Selected passage:
##############################

Collaborative design and implementation of a clinical decision support system for automated fall-risk identification and referrals in emergency departments.

Of the 3 million older adults seeking fall-related emergency care each year, nearly one-third visited the Emergency Department (ED) in the previous 6 months. ED providers have a great opportunity to refer patients for fall prevention services at these initial visits, but lack feasible tools for identifying those at highest-risk. Existing fall screening tools have been poorly adopted due to ED staff/provider burden and lack of workflow integration. To address this, we developed an automated clinical decision support (CDS) system for identifying and referring older adult ED patients at risk of future falls. We engaged an interdisciplinary design team (ED providers, health services researchers, information technology/predictive analytics professionals, and outpatient Falls Clinic staff) to collaboratively develop a system that successfully met user requirements and integrated seamlessly into existing ED workflows. Our rapid-cycle development and evaluation process employed a novel combination of human-centered design, implementation science, and patient experience strategies, facilitating simultaneous design of the CDS tool and intervention implementation strategies. This included defining system requirements, systematically identifying and resolving usability problems, assessing barriers and facilitators to implementation (e.g., data accessibility, lack of time, high patient volumes, appointment availability) from multiple vantage points, and refining protocols for communicating with referred patients at discharge. ED physician, nurse, and patient stakeholders were also engaged through online surveys and user testing. Successful CDS design and implementation required integration of multiple new technologies and processes into existing workflows, necessitating interdisciplinary collaboration from the onset. By using this iterative approach, we were able to design and implement an intervention meeting all project goals. Processes used in this Clinical-IT-Research partnership can be applied to other use cases involving automated risk-stratification, CDS development, and EHR-facilitated care coordination.

Development and validation of a pragmatic natural language processing approach to identifying falls in older adults in the emergency department.

##############################

Supplied information:

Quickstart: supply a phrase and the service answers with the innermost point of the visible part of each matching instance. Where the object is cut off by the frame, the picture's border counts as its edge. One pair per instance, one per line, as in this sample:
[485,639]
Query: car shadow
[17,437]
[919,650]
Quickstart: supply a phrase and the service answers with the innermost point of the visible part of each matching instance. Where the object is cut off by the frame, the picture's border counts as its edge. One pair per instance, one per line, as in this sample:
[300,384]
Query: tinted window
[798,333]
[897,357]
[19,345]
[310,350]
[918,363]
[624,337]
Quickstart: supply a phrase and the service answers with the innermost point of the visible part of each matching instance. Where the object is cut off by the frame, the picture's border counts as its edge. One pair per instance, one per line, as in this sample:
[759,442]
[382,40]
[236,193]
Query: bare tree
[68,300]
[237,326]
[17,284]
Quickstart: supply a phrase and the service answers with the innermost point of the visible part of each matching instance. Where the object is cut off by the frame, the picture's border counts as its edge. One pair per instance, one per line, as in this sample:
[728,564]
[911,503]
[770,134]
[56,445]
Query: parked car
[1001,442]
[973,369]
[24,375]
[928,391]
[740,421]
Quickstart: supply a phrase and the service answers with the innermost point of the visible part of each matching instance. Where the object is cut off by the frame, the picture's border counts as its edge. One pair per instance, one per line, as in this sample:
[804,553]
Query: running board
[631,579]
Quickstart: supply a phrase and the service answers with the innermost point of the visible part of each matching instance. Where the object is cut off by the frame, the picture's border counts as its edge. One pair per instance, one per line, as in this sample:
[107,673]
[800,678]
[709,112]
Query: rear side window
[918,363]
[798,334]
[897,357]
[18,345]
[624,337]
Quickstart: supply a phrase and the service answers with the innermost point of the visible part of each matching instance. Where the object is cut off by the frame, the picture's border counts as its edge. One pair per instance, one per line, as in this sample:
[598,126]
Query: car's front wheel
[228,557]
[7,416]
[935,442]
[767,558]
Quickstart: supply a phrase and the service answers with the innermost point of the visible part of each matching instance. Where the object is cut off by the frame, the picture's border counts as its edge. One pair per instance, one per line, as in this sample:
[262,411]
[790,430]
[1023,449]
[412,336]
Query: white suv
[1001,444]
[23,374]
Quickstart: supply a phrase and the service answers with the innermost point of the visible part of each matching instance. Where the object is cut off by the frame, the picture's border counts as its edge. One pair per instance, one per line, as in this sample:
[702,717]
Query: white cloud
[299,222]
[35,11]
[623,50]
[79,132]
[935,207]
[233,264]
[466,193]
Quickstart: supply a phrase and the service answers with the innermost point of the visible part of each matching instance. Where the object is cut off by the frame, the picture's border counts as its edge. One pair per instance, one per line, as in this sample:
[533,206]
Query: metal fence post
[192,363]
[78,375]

##############################

Your assignment:
According to the abstract on the fall-risk decision support system, why was interdisciplinary collaboration needed from the start of the project? Answer in one to three sentences.

Solution to this exercise:
Successful design and implementation of the decision support system required integrating multiple new technologies and processes into existing workflows. That need made interdisciplinary collaboration necessary from the onset.